>> start
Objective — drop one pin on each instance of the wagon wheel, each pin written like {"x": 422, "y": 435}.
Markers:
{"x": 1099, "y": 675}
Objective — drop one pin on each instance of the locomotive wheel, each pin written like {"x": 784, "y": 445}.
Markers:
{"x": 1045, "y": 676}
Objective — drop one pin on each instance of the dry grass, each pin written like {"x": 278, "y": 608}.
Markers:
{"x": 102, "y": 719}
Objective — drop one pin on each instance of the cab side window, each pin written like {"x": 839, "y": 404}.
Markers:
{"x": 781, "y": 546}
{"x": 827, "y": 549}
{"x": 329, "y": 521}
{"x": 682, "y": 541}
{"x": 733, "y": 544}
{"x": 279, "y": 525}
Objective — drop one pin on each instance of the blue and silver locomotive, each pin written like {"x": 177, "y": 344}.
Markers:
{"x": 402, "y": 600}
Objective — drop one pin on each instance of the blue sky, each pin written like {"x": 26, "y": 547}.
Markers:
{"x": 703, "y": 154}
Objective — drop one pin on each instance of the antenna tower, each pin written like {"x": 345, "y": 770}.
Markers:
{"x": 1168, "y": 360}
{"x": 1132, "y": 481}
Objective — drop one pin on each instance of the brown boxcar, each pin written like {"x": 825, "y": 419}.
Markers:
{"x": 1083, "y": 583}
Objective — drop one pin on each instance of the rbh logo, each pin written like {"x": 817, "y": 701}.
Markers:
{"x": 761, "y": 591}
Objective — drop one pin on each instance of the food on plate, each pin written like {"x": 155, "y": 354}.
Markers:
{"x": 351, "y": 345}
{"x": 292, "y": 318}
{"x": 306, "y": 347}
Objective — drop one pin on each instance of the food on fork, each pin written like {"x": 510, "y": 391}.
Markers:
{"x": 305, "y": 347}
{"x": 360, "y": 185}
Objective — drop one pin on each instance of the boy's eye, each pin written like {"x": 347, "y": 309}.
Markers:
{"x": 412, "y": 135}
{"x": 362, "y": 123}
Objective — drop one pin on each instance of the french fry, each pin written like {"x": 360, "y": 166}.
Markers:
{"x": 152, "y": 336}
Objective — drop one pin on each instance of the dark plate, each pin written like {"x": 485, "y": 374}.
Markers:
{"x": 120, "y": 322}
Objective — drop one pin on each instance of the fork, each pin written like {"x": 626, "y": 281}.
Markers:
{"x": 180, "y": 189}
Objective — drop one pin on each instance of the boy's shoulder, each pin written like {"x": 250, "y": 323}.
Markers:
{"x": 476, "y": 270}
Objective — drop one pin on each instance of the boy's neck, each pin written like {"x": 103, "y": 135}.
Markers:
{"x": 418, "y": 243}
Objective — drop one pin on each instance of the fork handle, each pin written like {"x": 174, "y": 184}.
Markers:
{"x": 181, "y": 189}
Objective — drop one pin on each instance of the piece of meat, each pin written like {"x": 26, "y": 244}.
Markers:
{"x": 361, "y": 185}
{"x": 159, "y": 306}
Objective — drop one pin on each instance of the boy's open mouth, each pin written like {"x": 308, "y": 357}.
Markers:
>> end
Go through the data and return every record exactly.

ANSWER BELOW:
Objective — drop one pin on each instance of the wagon wheel, each pin written like {"x": 422, "y": 435}.
Markers:
{"x": 1099, "y": 675}
Objective — drop one pin on each instance of the locomotive wheel, each pin written like {"x": 784, "y": 445}.
Markers:
{"x": 1045, "y": 676}
Objective — drop one pin on each instance of the dry grass, each pin written like {"x": 278, "y": 608}.
Markers:
{"x": 102, "y": 719}
Objective — drop one pin on each instance of the cab side window, each pin written like {"x": 839, "y": 404}.
Markers:
{"x": 781, "y": 546}
{"x": 827, "y": 549}
{"x": 329, "y": 521}
{"x": 682, "y": 541}
{"x": 733, "y": 544}
{"x": 279, "y": 525}
Objective — drop one pin on each instance of the blue and silver locomotive, each pin written like {"x": 177, "y": 344}.
Markers:
{"x": 402, "y": 600}
Objective — drop one pin on each instance of the blue sky, each pin written like {"x": 26, "y": 547}.
Markers:
{"x": 703, "y": 154}
Objective — drop one pin on each instance of the antenna tower, each pin written like {"x": 345, "y": 770}.
Markers:
{"x": 1168, "y": 360}
{"x": 1132, "y": 481}
Objective — drop one pin on each instance of the brown boxcar, each pin written like {"x": 825, "y": 419}.
Markers:
{"x": 1083, "y": 583}
Objective — drop one pin on each instance of the rbh logo, each pin written like {"x": 817, "y": 701}.
Markers:
{"x": 761, "y": 591}
Objective — drop one pin on each instance of the food on plate, each pin written like {"x": 155, "y": 354}.
Markers:
{"x": 351, "y": 345}
{"x": 292, "y": 318}
{"x": 306, "y": 347}
Objective — drop one pin on each instance of the food on fork, each pin written like {"x": 510, "y": 391}.
Markers:
{"x": 305, "y": 347}
{"x": 360, "y": 185}
Objective — drop one pin on each instance of the boy's eye, each pin written like {"x": 347, "y": 309}.
Markers:
{"x": 412, "y": 135}
{"x": 362, "y": 123}
Objective — drop one pin on each instance of the french fry, each pin written like {"x": 360, "y": 166}.
Markers:
{"x": 152, "y": 336}
Objective — drop one pin on each instance of the dark plate, each pin written like {"x": 485, "y": 374}.
Markers:
{"x": 120, "y": 322}
Objective — drop one pin on each instance of the fork, each pin written like {"x": 626, "y": 281}.
Markers:
{"x": 180, "y": 189}
Objective — drop one pin on each instance of the boy's shoulder, each pin written like {"x": 250, "y": 323}.
Markers:
{"x": 476, "y": 270}
Objective — drop one pin on each instance of the boy's neck, each pin written like {"x": 103, "y": 135}.
Markers:
{"x": 418, "y": 243}
Objective — drop one pin on each instance of the fork handle, each pin written like {"x": 174, "y": 184}.
Markers:
{"x": 181, "y": 189}
Objective — drop one pin on each instance of the piece of meat, each pin written like {"x": 26, "y": 244}.
Markers:
{"x": 361, "y": 185}
{"x": 159, "y": 306}
Objective — drop one pin on each instance of the boy's open mouth, each pin written like {"x": 308, "y": 357}.
Markers:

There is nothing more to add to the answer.